■ EXERCISE OBJECTIVE: Report how many lines of the rows below contain the string "surface", and give only that number. Case counts.

Entries on locating named things:
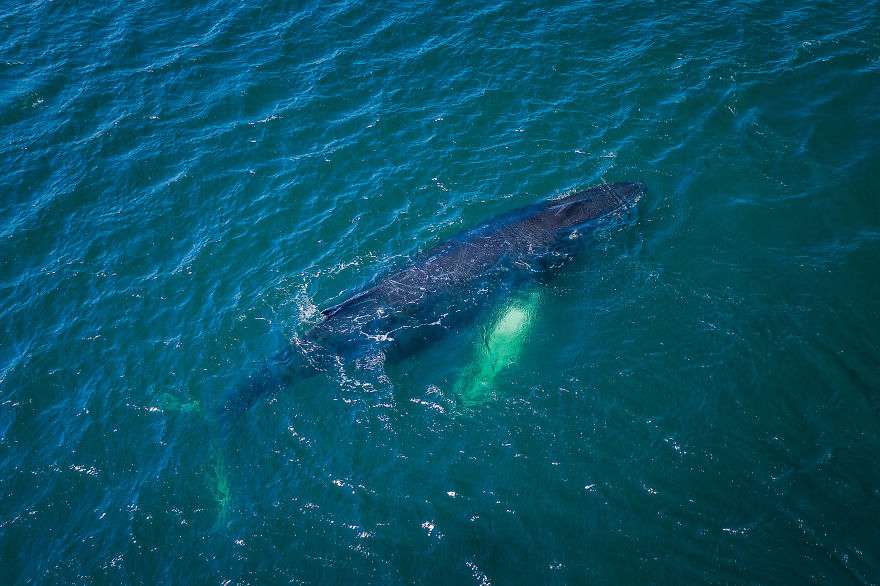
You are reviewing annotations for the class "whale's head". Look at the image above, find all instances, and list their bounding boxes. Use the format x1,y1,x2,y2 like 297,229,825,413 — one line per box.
541,181,646,231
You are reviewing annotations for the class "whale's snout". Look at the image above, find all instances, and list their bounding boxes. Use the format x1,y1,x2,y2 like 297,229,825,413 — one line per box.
611,181,648,205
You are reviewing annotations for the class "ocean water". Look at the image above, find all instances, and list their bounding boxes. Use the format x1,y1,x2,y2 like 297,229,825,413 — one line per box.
0,0,880,584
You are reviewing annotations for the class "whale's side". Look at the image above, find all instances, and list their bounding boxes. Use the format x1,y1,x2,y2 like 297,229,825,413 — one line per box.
224,182,645,413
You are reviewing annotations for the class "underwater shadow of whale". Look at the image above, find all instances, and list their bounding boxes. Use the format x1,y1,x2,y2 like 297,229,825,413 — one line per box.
221,181,646,414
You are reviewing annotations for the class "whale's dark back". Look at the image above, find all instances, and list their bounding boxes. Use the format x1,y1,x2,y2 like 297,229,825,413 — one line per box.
226,182,645,411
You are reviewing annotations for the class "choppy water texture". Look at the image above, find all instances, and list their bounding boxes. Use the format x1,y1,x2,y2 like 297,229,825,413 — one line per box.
0,0,880,584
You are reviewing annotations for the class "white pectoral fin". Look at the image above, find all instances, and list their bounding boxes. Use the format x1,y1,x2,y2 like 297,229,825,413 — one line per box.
457,289,540,405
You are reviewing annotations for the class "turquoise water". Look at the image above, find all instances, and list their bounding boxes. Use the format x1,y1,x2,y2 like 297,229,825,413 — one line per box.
0,0,880,584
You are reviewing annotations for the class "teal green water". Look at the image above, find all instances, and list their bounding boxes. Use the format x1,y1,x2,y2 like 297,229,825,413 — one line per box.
0,0,880,584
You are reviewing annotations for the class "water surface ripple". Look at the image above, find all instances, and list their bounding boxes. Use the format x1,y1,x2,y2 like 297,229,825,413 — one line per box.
0,0,880,584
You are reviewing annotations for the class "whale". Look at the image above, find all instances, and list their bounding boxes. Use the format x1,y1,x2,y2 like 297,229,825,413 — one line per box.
222,181,646,414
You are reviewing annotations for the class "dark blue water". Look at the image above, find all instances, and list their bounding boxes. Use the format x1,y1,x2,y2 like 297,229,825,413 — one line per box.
0,0,880,584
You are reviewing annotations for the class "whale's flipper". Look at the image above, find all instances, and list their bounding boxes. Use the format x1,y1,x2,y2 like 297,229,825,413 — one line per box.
456,288,541,405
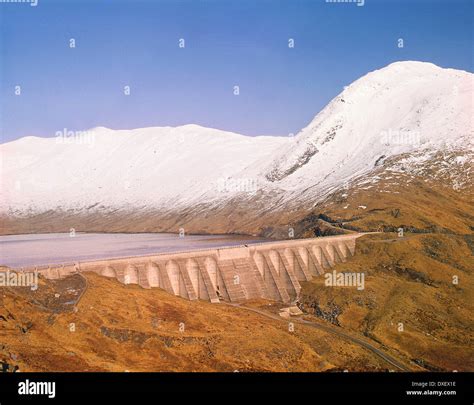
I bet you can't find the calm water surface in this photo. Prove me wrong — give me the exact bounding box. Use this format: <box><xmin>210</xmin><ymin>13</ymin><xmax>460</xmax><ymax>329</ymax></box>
<box><xmin>0</xmin><ymin>233</ymin><xmax>266</xmax><ymax>268</ymax></box>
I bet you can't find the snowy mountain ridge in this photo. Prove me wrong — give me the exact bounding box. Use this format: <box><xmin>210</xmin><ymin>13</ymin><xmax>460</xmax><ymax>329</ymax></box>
<box><xmin>0</xmin><ymin>62</ymin><xmax>474</xmax><ymax>224</ymax></box>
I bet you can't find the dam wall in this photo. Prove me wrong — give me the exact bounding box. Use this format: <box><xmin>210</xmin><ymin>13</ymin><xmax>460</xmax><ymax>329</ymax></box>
<box><xmin>29</xmin><ymin>234</ymin><xmax>362</xmax><ymax>303</ymax></box>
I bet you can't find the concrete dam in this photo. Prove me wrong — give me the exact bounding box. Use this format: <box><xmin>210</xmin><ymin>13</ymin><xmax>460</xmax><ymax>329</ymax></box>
<box><xmin>34</xmin><ymin>234</ymin><xmax>362</xmax><ymax>303</ymax></box>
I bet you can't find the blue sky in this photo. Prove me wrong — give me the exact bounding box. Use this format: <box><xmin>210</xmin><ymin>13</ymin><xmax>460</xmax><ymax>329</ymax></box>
<box><xmin>0</xmin><ymin>0</ymin><xmax>474</xmax><ymax>142</ymax></box>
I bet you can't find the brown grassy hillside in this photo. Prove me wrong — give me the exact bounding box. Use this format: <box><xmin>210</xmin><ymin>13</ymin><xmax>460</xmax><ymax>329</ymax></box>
<box><xmin>0</xmin><ymin>274</ymin><xmax>396</xmax><ymax>372</ymax></box>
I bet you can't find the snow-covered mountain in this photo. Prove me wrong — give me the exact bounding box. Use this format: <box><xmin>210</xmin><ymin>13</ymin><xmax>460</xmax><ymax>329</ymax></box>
<box><xmin>0</xmin><ymin>62</ymin><xmax>474</xmax><ymax>235</ymax></box>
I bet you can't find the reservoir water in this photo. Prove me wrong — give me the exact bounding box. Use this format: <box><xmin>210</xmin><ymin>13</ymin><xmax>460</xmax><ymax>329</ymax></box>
<box><xmin>0</xmin><ymin>233</ymin><xmax>268</xmax><ymax>268</ymax></box>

■ EXERCISE RESPONSE: 2